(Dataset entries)
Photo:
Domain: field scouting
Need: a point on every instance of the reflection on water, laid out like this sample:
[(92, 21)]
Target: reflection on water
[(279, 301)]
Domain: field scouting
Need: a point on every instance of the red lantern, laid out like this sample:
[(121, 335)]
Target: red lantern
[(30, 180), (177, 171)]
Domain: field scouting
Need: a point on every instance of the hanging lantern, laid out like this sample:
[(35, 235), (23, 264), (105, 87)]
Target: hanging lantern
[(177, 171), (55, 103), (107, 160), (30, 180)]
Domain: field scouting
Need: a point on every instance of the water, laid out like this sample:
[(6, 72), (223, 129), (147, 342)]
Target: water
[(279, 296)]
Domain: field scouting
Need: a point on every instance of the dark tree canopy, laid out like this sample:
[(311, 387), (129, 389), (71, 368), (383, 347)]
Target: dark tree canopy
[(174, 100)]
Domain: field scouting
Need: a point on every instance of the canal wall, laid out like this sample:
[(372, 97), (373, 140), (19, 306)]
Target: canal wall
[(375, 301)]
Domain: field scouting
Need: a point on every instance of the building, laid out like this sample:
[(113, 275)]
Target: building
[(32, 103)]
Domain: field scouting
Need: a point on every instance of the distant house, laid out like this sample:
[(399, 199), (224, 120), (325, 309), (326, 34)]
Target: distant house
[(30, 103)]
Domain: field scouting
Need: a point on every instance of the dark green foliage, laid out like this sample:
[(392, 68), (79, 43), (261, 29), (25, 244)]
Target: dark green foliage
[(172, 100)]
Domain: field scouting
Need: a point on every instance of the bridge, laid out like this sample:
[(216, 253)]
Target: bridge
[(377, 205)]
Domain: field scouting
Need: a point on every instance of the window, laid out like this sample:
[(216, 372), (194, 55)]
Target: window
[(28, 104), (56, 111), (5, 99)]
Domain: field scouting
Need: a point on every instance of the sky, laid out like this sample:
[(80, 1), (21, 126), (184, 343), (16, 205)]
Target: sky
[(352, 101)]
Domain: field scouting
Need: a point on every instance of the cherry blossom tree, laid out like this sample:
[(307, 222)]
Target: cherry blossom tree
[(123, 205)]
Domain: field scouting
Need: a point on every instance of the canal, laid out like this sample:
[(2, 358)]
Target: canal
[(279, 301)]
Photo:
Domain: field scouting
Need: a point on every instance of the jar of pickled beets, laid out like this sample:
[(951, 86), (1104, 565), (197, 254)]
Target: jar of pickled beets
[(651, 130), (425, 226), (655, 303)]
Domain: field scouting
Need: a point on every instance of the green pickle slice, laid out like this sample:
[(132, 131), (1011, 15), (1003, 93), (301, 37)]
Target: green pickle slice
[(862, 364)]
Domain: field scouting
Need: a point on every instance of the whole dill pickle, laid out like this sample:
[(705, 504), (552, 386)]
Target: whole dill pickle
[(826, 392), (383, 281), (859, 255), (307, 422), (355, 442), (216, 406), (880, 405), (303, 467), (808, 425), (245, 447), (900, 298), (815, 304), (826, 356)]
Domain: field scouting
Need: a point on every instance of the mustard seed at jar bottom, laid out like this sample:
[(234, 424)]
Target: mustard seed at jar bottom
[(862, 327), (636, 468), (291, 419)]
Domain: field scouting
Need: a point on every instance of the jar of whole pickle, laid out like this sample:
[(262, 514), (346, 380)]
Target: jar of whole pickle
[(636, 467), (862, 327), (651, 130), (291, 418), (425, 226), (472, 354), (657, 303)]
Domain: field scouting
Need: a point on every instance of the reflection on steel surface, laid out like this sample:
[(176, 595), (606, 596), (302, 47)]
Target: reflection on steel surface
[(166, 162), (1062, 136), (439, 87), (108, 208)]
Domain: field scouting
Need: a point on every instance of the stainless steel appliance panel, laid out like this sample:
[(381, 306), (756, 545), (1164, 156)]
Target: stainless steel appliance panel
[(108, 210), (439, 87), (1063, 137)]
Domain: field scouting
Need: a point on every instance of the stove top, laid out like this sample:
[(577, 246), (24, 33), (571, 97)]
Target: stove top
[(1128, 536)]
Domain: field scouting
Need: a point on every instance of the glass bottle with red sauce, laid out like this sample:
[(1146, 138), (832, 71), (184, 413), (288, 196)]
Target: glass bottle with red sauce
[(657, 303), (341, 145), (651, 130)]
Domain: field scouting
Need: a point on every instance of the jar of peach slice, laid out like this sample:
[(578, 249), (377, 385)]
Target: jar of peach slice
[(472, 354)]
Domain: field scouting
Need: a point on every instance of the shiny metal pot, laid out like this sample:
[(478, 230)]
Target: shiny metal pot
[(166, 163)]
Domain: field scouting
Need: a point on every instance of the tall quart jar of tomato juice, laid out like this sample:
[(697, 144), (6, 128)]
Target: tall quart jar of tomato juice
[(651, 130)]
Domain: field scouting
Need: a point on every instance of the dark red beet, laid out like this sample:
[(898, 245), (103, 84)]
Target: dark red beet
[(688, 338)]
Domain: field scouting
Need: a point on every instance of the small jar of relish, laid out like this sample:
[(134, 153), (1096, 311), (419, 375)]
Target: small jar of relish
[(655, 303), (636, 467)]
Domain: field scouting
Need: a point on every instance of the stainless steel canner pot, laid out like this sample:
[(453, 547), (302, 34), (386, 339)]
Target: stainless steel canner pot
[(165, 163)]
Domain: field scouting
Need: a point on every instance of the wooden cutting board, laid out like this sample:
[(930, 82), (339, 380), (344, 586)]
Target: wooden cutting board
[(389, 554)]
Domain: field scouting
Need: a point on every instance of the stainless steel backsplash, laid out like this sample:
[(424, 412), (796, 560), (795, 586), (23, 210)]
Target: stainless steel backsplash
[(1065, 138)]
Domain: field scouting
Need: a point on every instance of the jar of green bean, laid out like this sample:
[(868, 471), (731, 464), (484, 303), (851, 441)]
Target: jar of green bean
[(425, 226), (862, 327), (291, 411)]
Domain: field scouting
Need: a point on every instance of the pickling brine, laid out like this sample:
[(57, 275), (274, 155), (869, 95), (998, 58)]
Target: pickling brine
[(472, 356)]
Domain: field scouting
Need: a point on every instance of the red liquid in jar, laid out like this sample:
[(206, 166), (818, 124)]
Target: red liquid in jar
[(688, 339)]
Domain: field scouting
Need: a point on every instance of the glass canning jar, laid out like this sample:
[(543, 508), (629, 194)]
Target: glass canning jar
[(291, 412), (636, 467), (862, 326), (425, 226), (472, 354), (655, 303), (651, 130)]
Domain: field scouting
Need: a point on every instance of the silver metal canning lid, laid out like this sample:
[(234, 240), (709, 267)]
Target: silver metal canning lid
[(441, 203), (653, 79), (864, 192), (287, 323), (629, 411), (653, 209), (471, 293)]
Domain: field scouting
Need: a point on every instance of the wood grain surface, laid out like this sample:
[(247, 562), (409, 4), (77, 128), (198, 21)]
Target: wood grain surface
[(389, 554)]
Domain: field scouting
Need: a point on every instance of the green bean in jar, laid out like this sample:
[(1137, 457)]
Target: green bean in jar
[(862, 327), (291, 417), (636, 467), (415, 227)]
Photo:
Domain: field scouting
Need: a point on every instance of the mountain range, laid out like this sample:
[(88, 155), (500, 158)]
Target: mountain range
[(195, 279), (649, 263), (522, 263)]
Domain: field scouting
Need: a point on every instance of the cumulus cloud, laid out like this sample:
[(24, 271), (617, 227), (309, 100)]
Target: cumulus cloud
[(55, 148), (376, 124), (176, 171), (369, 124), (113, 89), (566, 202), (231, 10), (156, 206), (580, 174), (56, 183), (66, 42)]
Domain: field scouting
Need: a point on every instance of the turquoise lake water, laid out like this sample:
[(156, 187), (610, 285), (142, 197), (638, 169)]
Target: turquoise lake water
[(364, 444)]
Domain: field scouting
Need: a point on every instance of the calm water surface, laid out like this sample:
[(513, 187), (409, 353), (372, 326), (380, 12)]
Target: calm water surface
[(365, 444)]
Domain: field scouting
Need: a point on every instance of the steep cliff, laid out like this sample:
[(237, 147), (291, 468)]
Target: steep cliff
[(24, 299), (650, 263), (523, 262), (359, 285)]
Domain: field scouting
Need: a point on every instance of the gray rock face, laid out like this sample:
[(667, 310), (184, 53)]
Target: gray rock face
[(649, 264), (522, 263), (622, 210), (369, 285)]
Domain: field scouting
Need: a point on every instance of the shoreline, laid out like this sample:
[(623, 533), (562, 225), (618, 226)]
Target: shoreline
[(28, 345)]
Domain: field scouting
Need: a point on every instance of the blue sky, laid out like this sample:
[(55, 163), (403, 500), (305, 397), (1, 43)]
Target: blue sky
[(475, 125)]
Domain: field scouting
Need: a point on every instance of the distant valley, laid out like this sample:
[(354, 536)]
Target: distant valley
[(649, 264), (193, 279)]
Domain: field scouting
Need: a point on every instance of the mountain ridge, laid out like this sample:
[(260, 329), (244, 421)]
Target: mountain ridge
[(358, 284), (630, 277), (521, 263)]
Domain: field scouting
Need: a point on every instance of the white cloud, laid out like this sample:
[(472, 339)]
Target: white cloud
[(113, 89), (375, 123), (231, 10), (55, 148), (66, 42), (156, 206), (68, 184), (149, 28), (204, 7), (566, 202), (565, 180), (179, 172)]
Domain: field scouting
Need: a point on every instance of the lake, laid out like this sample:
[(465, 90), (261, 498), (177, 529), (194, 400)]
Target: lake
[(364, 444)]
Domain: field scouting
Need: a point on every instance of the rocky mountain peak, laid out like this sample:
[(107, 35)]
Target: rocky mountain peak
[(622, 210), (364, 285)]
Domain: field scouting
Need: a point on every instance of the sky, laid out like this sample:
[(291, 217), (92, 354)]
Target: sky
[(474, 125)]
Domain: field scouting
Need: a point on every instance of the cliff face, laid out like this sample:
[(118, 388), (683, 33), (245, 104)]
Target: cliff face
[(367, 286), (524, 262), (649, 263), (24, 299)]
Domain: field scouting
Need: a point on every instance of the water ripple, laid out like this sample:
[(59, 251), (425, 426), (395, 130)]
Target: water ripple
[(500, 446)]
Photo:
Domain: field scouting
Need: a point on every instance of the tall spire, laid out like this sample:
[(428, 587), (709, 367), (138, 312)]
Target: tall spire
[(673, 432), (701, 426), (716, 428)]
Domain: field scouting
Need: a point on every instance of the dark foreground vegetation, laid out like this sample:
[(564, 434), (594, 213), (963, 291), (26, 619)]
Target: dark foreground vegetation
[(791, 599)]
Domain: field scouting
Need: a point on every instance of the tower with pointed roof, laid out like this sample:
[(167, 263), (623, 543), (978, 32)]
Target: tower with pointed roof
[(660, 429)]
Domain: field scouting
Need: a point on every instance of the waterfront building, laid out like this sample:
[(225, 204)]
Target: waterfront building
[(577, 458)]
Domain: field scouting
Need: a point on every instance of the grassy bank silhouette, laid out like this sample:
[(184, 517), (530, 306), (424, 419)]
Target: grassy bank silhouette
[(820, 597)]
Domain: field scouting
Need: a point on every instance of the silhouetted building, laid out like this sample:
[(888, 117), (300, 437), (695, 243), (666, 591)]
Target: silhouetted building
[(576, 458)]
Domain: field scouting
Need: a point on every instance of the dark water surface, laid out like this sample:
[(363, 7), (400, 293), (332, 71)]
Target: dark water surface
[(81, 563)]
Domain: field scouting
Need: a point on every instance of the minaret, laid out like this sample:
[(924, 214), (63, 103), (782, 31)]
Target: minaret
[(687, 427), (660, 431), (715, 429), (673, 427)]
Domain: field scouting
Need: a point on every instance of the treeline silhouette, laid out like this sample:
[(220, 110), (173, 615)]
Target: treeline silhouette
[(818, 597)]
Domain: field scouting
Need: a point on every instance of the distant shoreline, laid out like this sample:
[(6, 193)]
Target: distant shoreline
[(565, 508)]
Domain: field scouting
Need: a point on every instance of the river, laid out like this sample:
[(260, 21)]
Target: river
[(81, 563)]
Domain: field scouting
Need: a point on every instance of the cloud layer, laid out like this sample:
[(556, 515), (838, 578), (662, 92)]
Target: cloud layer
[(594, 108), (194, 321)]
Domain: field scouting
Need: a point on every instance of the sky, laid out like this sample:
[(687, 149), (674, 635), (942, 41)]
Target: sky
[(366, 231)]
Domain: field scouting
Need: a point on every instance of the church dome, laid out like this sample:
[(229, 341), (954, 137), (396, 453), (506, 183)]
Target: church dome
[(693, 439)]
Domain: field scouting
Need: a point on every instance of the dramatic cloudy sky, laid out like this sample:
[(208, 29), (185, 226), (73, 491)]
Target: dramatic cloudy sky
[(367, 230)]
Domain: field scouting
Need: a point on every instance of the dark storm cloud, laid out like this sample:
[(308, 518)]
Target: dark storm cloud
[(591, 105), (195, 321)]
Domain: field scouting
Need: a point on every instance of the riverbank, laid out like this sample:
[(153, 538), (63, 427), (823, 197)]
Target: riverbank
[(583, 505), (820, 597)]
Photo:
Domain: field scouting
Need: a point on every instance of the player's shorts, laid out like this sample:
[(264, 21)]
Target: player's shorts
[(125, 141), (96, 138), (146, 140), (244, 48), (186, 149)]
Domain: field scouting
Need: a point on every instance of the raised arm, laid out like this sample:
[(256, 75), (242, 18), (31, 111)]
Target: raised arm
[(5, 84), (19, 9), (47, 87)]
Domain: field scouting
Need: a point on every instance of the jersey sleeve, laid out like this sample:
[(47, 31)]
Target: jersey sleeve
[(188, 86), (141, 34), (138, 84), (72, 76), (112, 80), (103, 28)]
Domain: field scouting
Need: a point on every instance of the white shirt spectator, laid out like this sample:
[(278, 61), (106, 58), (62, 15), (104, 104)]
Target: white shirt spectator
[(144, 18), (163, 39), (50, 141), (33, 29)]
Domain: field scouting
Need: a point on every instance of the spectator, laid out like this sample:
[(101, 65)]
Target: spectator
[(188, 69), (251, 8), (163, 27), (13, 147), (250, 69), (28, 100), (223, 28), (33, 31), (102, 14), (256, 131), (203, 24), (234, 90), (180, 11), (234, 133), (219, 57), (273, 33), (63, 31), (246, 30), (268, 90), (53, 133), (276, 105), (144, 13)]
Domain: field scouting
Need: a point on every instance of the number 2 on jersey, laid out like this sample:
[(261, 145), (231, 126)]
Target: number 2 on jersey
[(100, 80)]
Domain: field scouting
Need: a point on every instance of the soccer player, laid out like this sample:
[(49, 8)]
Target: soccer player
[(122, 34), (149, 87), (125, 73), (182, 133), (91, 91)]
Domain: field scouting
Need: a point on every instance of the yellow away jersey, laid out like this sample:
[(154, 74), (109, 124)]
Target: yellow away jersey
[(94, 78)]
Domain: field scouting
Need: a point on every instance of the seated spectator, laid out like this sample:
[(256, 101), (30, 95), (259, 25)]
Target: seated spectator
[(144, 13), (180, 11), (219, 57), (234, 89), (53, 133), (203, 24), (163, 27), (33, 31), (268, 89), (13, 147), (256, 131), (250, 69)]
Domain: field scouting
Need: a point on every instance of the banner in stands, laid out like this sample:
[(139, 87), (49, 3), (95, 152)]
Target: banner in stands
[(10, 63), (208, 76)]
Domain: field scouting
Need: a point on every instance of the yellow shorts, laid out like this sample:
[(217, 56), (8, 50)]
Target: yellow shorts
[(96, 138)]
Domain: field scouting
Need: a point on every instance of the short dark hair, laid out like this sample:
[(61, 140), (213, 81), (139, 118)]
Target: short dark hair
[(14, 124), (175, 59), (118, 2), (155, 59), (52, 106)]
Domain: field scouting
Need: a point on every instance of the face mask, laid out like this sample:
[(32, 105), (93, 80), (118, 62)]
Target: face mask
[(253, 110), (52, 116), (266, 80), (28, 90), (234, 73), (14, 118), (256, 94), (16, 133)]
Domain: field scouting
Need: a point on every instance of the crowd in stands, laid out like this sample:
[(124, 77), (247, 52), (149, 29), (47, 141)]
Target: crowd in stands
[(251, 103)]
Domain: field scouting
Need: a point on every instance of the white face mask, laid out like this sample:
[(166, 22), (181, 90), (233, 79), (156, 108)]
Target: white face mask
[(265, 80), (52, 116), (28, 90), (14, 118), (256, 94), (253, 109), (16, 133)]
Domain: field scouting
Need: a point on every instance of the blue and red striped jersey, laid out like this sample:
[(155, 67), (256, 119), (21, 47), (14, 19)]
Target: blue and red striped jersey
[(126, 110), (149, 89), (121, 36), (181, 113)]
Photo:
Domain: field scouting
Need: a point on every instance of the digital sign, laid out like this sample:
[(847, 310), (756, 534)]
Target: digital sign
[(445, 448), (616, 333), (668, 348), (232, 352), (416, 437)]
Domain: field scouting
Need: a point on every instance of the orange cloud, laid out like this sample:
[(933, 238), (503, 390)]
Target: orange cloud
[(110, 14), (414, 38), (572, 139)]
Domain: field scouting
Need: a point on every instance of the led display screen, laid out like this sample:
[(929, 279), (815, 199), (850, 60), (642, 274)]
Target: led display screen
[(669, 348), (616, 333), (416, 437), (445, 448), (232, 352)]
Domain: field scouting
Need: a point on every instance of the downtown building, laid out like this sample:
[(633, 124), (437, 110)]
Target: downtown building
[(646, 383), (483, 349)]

Problem details
Could you set down, exactly as written, the lines above between the one holding "Need: a point on every instance of the steep" and the one holding "Need: a point on every instance of the shoreline, laid", inclusive, and nothing more?

Output of the exercise
Need: a point on every instance of the steep cliff, laid out like this sample:
[(237, 147), (291, 468)]
Target: steep cliff
[(24, 299), (650, 263), (523, 262), (359, 285)]
Domain: field scouting
Need: a point on every instance of the gray rock face, laid out like this sample:
[(667, 310), (184, 53)]
Target: gray rock face
[(649, 264), (522, 263), (622, 210), (369, 285)]
Domain: field scouting
Need: a point on every instance of the shoreline, laid out like this sample:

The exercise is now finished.